## [Required action 1]
Reproduce the book description below word for word, starting at "Born 1958; 1980" and ending at "in southwest Florida.".
## [Required action 2]
According to the book description below, at which university did the author earn his PhD in New Testament?
## [Required action 3]
Using the book description below, explain why Paul concludes that human mortality has been infused with saving power.

## [Study text]
____

Second Corinthians and Paul's Gospel of Human Mortality

In this close reading of Second Corinthians and examination of prevailing attitudes toward death in Greco-Roman Corinth, Richard I. Deibert proposes Paul's physical mortality as the window through which to understand both the mystery of his collapsing authority in Corinth and the heart of his gospel. In his own experience of physical dying, Paul experiences the 'deadness' of the resurrected Jesus, which paradoxically communicates life to him and through him to his congregations. Paul discovers that death has been transfigured into a source of life and, consequently, that human mortality has been infused with saving power. This study of human mortality clarifies, both for Paul's day and for our own, how crucial it is to guard the human person as an inseparable unity of body and soul, and to keep theology grounded in experience. Richard I. Deibert's work is of vital interest not only to students of early Christian and New Testament history, but also to students of anthropology, philosophy, and theology.

Born 1958; 1980 BA in Religion at Davidson College, Davidson, North Carolina; 1984 MD at University of Florida College of Medicine, Gainesville, Florida; 1985 Internship in Medicine and Pediatrics at Emory University School of Medicine, Atlanta, Georgia; 1989 MDiv at Columbia Theological Seminary, Atlanta, Georgia; 2005 PhD in New Testament, University of Cambridge; ordained minister in the Presbyterian Church (USA), with Eastern Orthodox leanings; served churches in Alabama, North Carolina, and Florida; currently practicing hospice and palliative care medicine for the dying with Tidewell Hospice in southwest Florida.

____

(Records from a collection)
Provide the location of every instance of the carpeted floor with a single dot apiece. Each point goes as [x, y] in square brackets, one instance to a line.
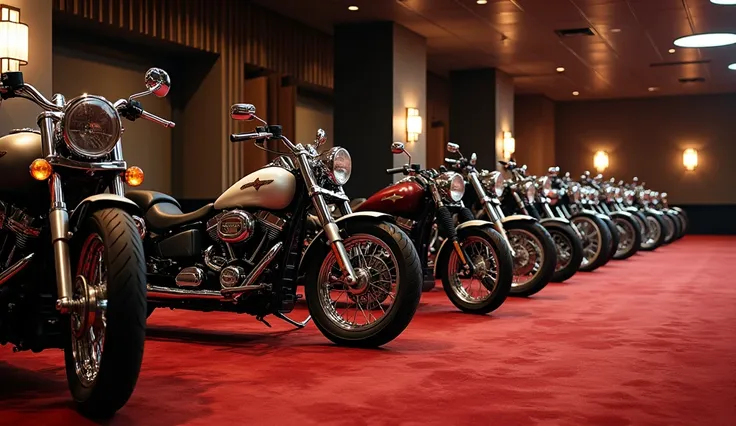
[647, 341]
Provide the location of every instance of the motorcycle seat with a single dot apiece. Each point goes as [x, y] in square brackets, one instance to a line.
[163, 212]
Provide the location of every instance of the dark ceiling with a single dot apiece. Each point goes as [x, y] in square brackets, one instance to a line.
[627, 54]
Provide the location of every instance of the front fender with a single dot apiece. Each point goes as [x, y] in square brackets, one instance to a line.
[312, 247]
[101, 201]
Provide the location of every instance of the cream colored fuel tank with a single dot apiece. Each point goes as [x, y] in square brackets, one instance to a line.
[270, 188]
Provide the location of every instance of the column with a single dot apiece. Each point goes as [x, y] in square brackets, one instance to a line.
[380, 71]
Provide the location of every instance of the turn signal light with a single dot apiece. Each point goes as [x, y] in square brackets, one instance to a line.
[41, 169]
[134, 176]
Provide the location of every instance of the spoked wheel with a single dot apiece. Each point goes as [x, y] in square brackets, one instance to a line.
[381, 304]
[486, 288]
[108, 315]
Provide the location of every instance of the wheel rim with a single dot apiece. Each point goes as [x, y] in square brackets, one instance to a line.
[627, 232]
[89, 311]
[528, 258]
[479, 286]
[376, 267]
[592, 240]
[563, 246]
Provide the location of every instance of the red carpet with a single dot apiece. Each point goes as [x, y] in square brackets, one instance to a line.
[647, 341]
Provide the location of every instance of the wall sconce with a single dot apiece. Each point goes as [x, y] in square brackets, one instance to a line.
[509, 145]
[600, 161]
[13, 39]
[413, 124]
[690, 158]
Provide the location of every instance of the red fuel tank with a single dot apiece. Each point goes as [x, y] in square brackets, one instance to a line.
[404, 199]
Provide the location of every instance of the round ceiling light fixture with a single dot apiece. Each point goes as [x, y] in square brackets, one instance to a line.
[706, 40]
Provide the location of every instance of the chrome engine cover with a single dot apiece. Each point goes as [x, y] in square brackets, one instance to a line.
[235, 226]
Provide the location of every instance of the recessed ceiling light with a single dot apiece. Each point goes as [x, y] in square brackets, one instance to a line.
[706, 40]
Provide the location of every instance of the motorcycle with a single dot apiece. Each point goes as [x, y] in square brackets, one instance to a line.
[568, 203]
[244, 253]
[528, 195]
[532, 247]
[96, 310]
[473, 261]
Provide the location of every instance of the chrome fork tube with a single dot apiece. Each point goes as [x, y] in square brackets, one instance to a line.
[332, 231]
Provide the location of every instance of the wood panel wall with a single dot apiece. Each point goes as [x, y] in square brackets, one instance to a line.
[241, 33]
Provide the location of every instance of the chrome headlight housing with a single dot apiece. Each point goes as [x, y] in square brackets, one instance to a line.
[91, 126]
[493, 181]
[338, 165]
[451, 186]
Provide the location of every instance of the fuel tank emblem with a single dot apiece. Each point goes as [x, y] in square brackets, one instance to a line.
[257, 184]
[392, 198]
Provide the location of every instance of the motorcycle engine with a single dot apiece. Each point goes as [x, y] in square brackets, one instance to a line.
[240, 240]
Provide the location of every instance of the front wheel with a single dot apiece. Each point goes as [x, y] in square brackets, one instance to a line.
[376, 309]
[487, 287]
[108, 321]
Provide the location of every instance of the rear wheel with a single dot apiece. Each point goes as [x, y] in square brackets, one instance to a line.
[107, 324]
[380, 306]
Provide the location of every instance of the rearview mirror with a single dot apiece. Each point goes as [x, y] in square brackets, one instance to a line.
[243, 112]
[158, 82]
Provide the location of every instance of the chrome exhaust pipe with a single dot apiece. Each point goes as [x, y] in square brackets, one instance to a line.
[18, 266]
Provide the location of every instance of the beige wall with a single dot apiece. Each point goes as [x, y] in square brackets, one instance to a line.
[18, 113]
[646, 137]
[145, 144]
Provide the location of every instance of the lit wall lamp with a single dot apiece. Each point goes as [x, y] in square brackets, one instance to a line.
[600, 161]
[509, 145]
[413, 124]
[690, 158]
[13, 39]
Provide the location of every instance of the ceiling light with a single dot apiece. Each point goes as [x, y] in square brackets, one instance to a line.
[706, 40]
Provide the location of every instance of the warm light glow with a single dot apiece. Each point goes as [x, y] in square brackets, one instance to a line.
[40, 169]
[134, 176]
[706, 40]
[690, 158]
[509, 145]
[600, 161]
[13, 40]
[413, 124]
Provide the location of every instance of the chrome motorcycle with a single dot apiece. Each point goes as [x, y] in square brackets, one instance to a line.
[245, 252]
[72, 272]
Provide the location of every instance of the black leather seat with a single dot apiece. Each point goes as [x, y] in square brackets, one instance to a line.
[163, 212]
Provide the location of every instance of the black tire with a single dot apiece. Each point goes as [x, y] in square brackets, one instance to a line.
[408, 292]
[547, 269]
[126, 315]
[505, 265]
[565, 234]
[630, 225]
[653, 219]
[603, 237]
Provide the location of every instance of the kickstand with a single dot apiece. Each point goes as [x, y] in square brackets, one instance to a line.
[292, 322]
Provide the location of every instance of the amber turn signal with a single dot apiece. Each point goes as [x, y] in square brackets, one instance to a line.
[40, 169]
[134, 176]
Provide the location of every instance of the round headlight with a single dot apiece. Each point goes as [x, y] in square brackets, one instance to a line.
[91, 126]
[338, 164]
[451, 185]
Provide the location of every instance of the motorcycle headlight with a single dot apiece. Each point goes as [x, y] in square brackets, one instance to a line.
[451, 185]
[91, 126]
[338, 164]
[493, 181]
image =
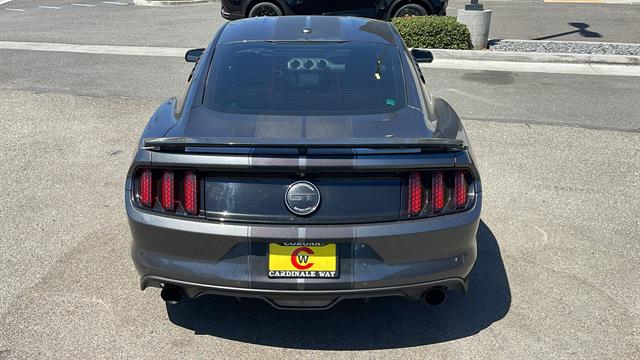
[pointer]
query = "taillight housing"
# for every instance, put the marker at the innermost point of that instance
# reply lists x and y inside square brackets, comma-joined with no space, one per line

____

## [Worked solution 1]
Born 1958; 1980 BA in Religion at Davidson College, Davidson, North Carolina; 1984 MD at University of Florida College of Medicine, Gainesville, Florida; 1985 Internship in Medicine and Pediatrics at Emory University School of Medicine, Atlanta, Georgia; 1989 MDiv at Columbia Theological Seminary, Atlanta, Georgia; 2005 PhD in New Testament, University of Cambridge; ordained minister in the Presbyterian Church (USA), with Eastern Orthodox leanings; served churches in Alabama, North Carolina, and Florida; currently practicing hospice and palliative care medicine for the dying with Tidewell Hospice in southwest Florida.

## [Worked solution 2]
The University of Cambridge.

## [Worked solution 3]
In his own physical dying, Paul experiences the "deadness" of the resurrected Jesus, which paradoxically communicates life to him and through him to his congregations. From this he discovers that death has been transfigured into a source of life, and as a consequence human mortality has been infused with saving power.